» Requests
A. In the passage about a train crossing the Great Salt Lake, what did the companion say must be stuck around on deserts?
B. Extend the passage about a train crossing the Great Salt Lake, starting after its last sentence.

» Supplied passage
---+---
( Originally Published Early 1900's )
AS our train crossed the Great Salt Lake the farther shores were glistening in a golden haze, half real, half mirage, like the shores as you see them from the monastery at Amalfi on a sunny day. Beyond the lake a portion of the desert was glazed with a curious thin film of water—evidently overflow—in which the forms of stony hills at the mar-gin of the waste were reflected so clearly that the eye could not determine the exact point of meeting between cliff and plain. Farther out in the desert there was no water, and as we left the hills behind, the world be-came a great white arid reach, flat as only moist sand can be flat, and tragic in its desolation. For a time nothing, literally, was visible but sky and desert, save for a line of telegraph poles, rising forlornly beside the right-of-way.
I found the desert impressive, but my companion, whose luncheon had not agreed with him, declared that it was not up to specifications.
"Any one who is familiar with Frederick Remington's drawings," he said, "knows that there must be skeletons and buffalo skulls stuck around on deserts."
I was about to explain that the Western Pacific was a new railroad and that probably they had not yet found time to do their landscape gardening along the line, when, far ahead, I caught sight of a dark dot on the sand. I kept my eye on it. As our train overtook it, it began to assume form, and at last I saw that it was actually a prairie schooner. Presently we passed it. It was moving slowly along, a few hundred yards from the track. The horses were walking; their heads were down and they looked tired. The man who was driving was the only human being visible; he was hunched over, and when the train went by, he never so much as turned his head.
---+---
» Dataset content
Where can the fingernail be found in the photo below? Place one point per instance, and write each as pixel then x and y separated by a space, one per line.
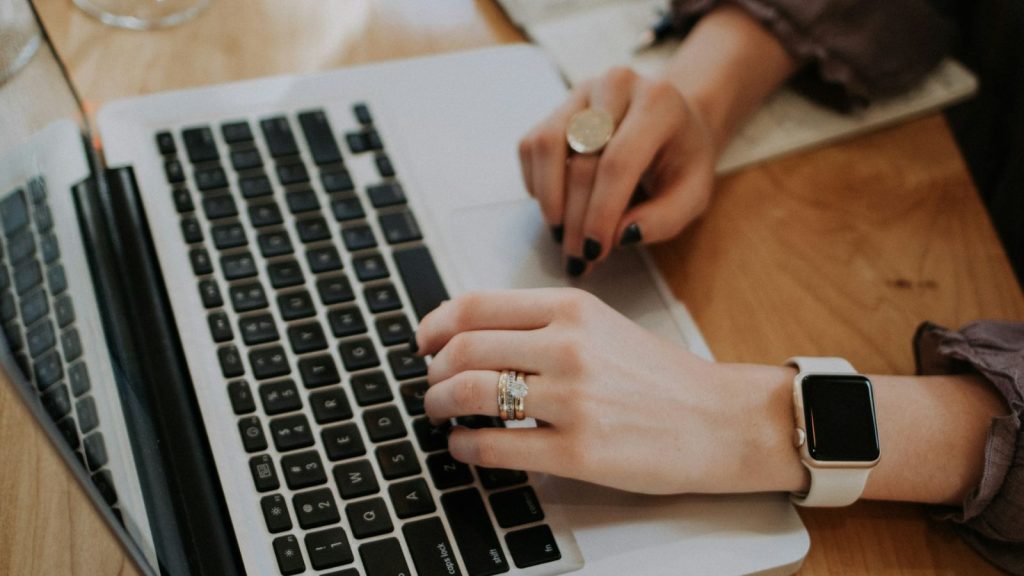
pixel 574 266
pixel 591 249
pixel 631 236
---+---
» Expected results
A. Skeletons and buffalo skulls.

B.
The picture was perfect. Even my companion admitted that, and ceased to demand skulls and skeletons. And when, two or three hours later, after having crossed the desert and worked our way into the hills, we saw a full-fledged cowboy on a pinto pony, we felt that the Western Pacific railroad was complete in its theatrical accessories.
The cowboy did his best to give us Western color. When he saw the train coming, he spurred up his pony, and waving a lasso, set out in pursuit of an innocent old milch cow, which was grazing nearby. That she was no range animal was evident. Her sleek condition and her calm demeanor showed that she was fully accustomed to the refined surroundings of the stable. As he came at her she gazed in horrified amazement, quite as some fat, dignified old lady might gaze at a bad little boy, running at her with a pea-shooter. Then, in bovine alarm, she turned and lumbered heavily away. The cowboy charged and cut her off, waving his rope and yelling. However, no capture was made. As soon as the train had passed the cowboy desisted, and poor old bossy was allowed to settle down again to comfortable grazing.
After a good dinner in one of those admirable dining cars one always finds on western roads, and a good smoke, my companion and I were ready for bed. But as we were about to retire, a fellow-passenger with whom we had been talking, asked, "Are n't you going to sit up for Elko ?"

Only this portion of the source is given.